Segment Start: GIVEN DATA

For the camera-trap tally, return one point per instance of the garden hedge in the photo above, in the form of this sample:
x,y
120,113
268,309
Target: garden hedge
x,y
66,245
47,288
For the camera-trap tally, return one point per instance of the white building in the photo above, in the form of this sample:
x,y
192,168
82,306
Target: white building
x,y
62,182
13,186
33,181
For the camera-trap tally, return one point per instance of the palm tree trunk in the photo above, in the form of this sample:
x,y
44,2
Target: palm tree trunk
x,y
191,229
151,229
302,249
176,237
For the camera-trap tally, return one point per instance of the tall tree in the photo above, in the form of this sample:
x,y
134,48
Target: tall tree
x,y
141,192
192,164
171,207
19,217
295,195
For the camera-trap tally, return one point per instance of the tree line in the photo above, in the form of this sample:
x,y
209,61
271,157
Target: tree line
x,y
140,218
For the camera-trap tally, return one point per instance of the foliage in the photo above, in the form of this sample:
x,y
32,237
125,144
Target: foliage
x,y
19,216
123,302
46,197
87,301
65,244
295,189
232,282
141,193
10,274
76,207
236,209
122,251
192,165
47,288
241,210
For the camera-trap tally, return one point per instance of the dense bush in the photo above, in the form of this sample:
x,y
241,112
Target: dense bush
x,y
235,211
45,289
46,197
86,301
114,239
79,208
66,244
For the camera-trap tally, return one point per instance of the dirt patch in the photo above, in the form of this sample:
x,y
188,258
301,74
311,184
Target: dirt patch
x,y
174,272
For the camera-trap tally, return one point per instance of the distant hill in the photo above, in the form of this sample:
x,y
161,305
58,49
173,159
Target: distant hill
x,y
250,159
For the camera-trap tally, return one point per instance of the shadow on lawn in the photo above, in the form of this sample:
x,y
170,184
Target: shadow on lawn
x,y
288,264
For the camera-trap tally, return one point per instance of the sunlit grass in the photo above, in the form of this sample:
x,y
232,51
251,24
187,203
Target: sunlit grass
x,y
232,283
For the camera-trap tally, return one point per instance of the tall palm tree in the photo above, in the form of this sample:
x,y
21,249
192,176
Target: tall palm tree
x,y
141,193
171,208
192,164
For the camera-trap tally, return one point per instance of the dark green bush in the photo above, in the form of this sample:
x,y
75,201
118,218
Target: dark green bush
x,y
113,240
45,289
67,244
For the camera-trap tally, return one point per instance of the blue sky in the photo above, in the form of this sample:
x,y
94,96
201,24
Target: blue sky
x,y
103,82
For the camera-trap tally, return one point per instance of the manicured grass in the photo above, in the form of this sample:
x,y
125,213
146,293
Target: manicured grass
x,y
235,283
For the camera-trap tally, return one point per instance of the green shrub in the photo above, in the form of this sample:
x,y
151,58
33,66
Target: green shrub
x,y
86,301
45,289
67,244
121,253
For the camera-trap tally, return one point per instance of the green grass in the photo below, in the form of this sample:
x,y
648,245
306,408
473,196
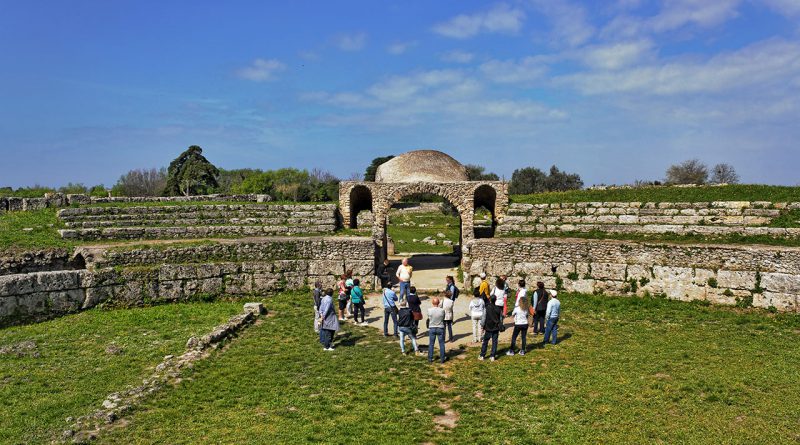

Segment End: GIVEN DATA

ASSIGNMENT. The expected result is the data above in exact form, free of pictures.

SOLUTION FOR THIS TASK.
For the camera-trap tally, return one point per instance of the garden hedge in the photo above, in the form of this sample:
x,y
120,113
268,309
Target: garden hedge
x,y
66,245
47,288
For the camera-trap tally, return one point per instance of the white building in the photo above, in the form of this sample:
x,y
192,168
82,306
Target: white building
x,y
62,182
13,186
33,181
For the camera-trap tally, return one point per instance of the palm tree trunk in the photo above, in the form of this sample:
x,y
44,2
Target: palm tree trunk
x,y
191,229
151,229
302,249
176,237
For the camera-trap tally, return one point per instance of the tall tree in the photo above, in the form of this sample:
x,y
134,48
Target: tall tree
x,y
141,192
192,164
171,207
19,217
295,195
For the camera-trap tally, return one point per instance of the tree line in the photo above, in the form of this sample:
x,y
209,61
271,157
Target: tree line
x,y
140,218
For the camera-trap tally, return one point per instance of the foliage in the photo above, in the form of this sample:
x,y
32,237
125,144
Target: foliage
x,y
19,216
123,302
46,197
87,301
65,244
295,189
232,282
141,193
10,274
76,207
236,209
122,251
192,165
47,288
241,210
For the camera-trap tally, return one point per instance of the dense bush in the photo above, in the form of this sample:
x,y
241,112
Target: dense bush
x,y
235,211
45,289
46,197
86,301
114,239
79,208
66,244
For the camera-trap tally, return one point per instance of the dirt patch in the photo above, in the form of this sample:
x,y
188,258
301,74
311,184
Target: dirt patch
x,y
174,272
For the camera-trap tally, return one point per instance of the distant hill in the photo above, in the form of this sample:
x,y
161,305
58,49
173,159
Target: distant hill
x,y
250,159
For the camera-trap tally, return one point per instance of the shadow on lawn in the photo above, in the form of this sample:
x,y
170,184
Target: shadow on lawn
x,y
288,264
For the camera-trap tally, return one point per instance of the sunlit grass in the photo above, in the form of this sample:
x,y
232,51
251,24
187,203
Target: sunlit grass
x,y
232,283
For the camera-trap tally, return one point per instance of the tall palm tree in the photo above, in the form of this sample:
x,y
21,249
192,176
Target: tall palm tree
x,y
141,193
171,208
192,164
For the camera-trap tally, return one point per instance of the dark green bush in the photo above, in the form of this sample:
x,y
75,201
118,218
Target: dark green bush
x,y
113,240
45,289
67,244
For the camera-trap tally, return one point per instance of the blue sky in the photo above, in the form of this sample:
x,y
94,96
201,24
Target: blue sky
x,y
103,82
For the camera-trap tally, return one point per instance of the manicured grass in the photo above, in the form of this sample:
x,y
125,213
146,293
Target: manicured grass
x,y
235,283
For the camera-trap tally, return one point per instance of the green shrub in the photo above, in the form of this sample:
x,y
151,58
33,66
Target: green shrub
x,y
86,301
45,289
67,244
121,253
For the camera-trap tally, return one point per instance of the green grass in the photo below, in the form of this sample:
x,y
648,245
306,408
473,196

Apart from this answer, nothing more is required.